ENSINO DE CIÊNCIAS EM ESPAÇOS NÃO FORMAIS À LUZ DA EPISTEMOLOGIA BACHELARDIANA

TEACHING OF SCIENCES IN NON-FORMAL SPACE IN THE LIGHT OF BACHELARDIAN EPISTEMOLOGY

Huanderson Barroso Lobo
Universidade do Estado do Amazonas, Brasil
Daniela Sulamita Almeida da Trindade
Universidade do Estado do Amazonas, Brasil
Ronara Viana Cordovil
Universidade do Estado do Amazonas, Brasil
REAMEC – Rede Amazônica de Educação em Ciências e Matemática
Universidade Federal de Mato Grosso, Brasil
ISSN-e: 2318-6674
Periodicidade: Frecuencia continua
vol. 5, núm. 2, 2017

Recepção: 14 Agosto 2017

Aprovação: 14 Novembro 2017


1. INTRODUÇÃO

As representações dos alunos fornecem dados sobre a importância da participação dos conhecimentos prévios dos estudantes para a construção de novos conceitos, elas podem orientar a prática pedagógica. Necessitamos conhecê-las para elaborar estratégias que possibilitarão novas representações e aquisição de um novo saber.

Estudos ressaltam que os obstáculos epistemológicos devem ser tratados como concepções que resistem às mudanças, que não devem ser encarados como uma ausência de conhecimento ou como um fator puramente negativo (BROUSSEAU, 2002).

Para Astolfi (2004), superar um obstáculo requer várias operações intelectuais e motoras que não são feitas, necessariamente, ao mesmo tempo. Mas é necessário localizar o obstáculo, buscar aberturas e viabilizar uma reconstrução que é de caráter individual, subjetivo e intransferível.

####

**ENUNCIADO:**
Reproduza o trecho do artigo sobre ensino de ciências entre "Recepção: 14 Agosto" e "negativo (BROUSSEAU, 2002).", inclusive, trocando "alunos" por "discentes".

**DADOS FORNECIDOS:**
####

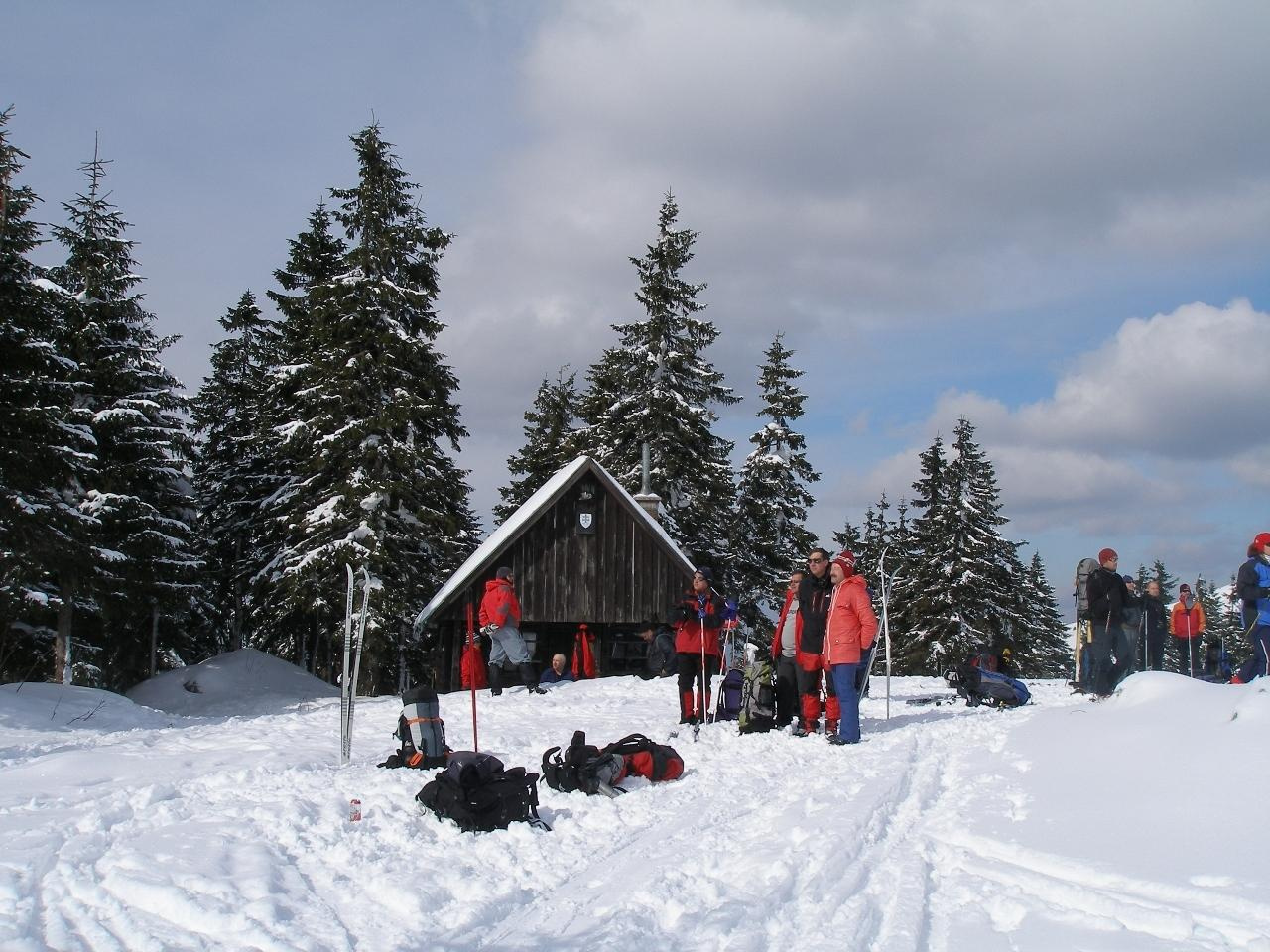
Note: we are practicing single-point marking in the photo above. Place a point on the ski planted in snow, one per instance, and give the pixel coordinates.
(352, 660)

####

**RESPOSTA:**
Recepção: 14 Agosto 2017

Aprovação: 14 Novembro 2017


1. INTRODUÇÃO

As representações dos discentes fornecem dados sobre a importância da participação dos conhecimentos prévios dos estudantes para a construção de novos conceitos, elas podem orientar a prática pedagógica. Necessitamos conhecê-las para elaborar estratégias que possibilitarão novas representações e aquisição de um novo saber.

Estudos ressaltam que os obstáculos epistemológicos devem ser tratados como concepções que resistem às mudanças, que não devem ser encarados como uma ausência de conhecimento ou como um fator puramente negativo (BROUSSEAU, 2002).